● **Your task**:
In the listing, revise the lines between the ones holding "Where can the metal" and "pixel 505 36", inclusive, replacing "monkey" with "primate" and leaving all else unchanged. Return only those lines.

● **Extracted entries**:
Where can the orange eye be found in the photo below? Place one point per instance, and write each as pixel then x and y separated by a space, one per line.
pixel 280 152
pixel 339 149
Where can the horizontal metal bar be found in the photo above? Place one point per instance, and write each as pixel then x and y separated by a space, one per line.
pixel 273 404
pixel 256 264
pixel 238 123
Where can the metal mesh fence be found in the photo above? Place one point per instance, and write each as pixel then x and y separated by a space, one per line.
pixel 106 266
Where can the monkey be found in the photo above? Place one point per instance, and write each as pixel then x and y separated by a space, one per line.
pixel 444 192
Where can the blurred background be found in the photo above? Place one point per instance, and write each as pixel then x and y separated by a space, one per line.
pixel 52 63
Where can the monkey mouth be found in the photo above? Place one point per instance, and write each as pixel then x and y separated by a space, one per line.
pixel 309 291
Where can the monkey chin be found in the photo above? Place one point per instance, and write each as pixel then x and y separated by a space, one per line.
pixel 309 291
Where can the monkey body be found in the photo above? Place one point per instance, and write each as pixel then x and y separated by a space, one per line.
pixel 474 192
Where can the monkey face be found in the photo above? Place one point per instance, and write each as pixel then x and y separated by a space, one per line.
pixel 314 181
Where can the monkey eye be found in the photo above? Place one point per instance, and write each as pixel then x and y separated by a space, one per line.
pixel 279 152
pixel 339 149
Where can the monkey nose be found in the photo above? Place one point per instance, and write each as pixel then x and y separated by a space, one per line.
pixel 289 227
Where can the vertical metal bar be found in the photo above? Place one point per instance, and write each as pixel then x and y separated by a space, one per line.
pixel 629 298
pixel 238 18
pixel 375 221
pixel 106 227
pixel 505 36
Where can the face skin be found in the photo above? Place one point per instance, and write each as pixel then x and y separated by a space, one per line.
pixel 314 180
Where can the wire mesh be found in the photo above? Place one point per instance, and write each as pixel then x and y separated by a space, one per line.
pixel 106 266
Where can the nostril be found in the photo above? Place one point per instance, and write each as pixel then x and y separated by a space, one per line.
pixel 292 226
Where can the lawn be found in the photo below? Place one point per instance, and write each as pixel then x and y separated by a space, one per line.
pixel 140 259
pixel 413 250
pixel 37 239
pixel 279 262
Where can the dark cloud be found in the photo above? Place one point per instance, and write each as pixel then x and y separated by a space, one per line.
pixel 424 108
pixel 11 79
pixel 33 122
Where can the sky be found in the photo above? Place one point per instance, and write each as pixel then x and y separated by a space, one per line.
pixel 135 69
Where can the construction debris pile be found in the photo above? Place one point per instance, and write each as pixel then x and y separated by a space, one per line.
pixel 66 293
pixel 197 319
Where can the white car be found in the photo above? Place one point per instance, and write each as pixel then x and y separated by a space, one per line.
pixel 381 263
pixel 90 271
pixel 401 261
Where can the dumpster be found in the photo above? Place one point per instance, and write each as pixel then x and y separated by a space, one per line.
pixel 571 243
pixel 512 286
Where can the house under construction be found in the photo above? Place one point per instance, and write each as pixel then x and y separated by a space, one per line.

● **Answer below**:
Where can the metal mesh fence be found in the photo above? Place one point per instance, and write each as pixel then x and y separated by a space, one per line.
pixel 106 266
Where can the primate be found in the photo above? Place one point per instance, and write each as pixel then x and y separated by a space, one per line.
pixel 444 192
Where can the blurred background be found in the photo above? Place one point per instance, and write each as pixel then x and y separated by a space, one per line.
pixel 52 63
Where can the primate mouth be found in the photo above? Place one point per instance, and write each as pixel then x and y separated by a space, one per line.
pixel 309 291
Where can the primate chin be found in the photo above? Place one point per instance, and write each as pixel then x and y separated by a space, one per line.
pixel 309 291
Where can the primate body be found in the photo above? Place one point per instance, and write each as pixel then x and y separated by a space, one per line.
pixel 474 192
Where can the primate face be found in the photo above? Place one point per instance, and write each as pixel then x and y separated by a space, one per line.
pixel 314 181
Where can the primate eye be found in the photo above? Place one point per instance, and write each as pixel then x and y separated by a space, one per line.
pixel 279 152
pixel 339 149
Where can the primate nose be found in the photo above? Place one point per instance, and write each as pixel then x and y separated by a space, one per line.
pixel 289 227
Where can the vertical metal bar be found in the photo above? Place one point per instance, and write each as pixel then x and y separated by a space, one per line.
pixel 629 298
pixel 238 18
pixel 375 221
pixel 106 227
pixel 505 36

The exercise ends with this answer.